#### Problem
Locate each line of the listing that contains the word "colorful", and copy those lines. Case counts.

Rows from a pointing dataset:
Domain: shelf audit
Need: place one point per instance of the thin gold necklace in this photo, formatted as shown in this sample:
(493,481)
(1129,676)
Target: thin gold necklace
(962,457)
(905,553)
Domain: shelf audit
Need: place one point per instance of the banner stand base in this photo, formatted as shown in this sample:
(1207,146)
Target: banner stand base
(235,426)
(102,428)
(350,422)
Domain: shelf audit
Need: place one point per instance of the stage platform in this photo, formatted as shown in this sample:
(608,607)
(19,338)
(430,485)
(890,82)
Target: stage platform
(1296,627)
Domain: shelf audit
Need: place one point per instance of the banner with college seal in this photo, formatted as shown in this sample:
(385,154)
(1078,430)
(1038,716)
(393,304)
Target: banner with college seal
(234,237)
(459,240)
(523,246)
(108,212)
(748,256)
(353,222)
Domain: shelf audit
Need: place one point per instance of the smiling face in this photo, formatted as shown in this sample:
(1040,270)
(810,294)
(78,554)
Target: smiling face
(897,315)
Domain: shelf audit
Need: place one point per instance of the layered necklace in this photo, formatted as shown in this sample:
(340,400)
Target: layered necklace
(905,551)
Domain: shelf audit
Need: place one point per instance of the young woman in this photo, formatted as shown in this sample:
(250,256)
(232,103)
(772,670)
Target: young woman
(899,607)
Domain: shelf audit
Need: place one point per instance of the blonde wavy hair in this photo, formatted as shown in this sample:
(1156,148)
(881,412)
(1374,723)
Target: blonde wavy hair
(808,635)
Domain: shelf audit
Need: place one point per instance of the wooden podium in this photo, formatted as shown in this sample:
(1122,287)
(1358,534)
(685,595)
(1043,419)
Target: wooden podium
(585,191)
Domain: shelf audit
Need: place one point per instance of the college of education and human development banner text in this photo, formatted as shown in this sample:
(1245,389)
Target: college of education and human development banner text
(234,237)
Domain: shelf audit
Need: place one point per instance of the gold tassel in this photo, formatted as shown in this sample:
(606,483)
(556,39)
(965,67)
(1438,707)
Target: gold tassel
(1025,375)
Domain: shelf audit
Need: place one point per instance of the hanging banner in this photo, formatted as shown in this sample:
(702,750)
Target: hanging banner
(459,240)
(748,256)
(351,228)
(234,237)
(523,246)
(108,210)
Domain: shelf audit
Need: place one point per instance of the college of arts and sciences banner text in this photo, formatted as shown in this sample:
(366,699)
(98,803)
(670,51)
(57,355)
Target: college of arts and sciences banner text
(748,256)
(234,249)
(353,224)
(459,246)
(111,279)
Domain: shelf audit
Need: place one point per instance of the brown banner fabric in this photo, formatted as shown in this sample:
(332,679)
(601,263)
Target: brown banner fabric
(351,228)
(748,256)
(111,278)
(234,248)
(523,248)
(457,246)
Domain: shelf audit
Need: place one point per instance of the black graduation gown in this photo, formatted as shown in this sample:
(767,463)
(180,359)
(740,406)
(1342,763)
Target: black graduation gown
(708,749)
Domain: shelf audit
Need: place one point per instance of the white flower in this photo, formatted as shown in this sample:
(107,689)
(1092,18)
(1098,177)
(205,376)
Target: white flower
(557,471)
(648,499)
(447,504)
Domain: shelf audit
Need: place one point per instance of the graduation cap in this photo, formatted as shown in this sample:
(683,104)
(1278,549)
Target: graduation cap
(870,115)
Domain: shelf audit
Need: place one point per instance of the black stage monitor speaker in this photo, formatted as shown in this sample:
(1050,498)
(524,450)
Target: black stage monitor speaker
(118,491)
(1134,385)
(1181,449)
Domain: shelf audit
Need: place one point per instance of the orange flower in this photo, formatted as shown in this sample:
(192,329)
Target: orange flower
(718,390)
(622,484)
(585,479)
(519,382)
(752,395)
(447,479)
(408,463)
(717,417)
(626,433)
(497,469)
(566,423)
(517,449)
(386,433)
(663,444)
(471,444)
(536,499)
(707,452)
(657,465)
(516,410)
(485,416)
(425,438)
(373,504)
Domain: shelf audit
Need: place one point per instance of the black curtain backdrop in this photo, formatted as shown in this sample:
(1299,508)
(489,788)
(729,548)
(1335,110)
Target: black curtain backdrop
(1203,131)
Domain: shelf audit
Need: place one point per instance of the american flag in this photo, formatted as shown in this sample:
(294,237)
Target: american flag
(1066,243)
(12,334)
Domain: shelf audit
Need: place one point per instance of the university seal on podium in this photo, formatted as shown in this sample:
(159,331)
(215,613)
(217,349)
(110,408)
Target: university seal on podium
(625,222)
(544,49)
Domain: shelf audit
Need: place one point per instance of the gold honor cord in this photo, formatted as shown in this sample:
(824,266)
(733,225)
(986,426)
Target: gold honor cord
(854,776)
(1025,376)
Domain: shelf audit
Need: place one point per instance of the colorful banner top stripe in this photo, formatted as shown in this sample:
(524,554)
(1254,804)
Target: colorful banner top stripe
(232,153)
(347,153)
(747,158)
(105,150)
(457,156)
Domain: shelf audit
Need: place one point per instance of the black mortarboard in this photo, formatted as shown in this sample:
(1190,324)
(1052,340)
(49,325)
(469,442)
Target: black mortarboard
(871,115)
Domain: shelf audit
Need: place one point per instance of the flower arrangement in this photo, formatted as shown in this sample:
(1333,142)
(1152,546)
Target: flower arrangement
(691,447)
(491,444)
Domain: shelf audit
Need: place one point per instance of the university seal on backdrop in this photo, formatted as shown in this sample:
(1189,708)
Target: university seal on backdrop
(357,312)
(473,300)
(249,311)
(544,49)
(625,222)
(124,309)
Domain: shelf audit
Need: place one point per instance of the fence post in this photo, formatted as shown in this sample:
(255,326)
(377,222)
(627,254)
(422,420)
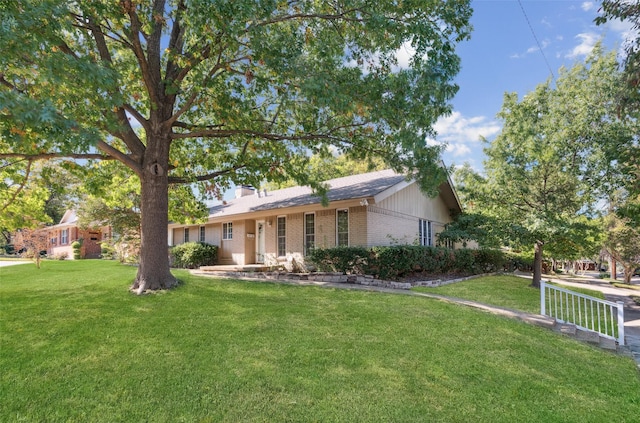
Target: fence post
(543,302)
(620,322)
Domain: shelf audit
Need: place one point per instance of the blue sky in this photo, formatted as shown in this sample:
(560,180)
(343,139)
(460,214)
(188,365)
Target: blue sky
(503,56)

#### Solved problem
Need: place one point per instance of the colorful banner top stripe in this photo, formatted as shown in this sample:
Target: colorful banner top stripe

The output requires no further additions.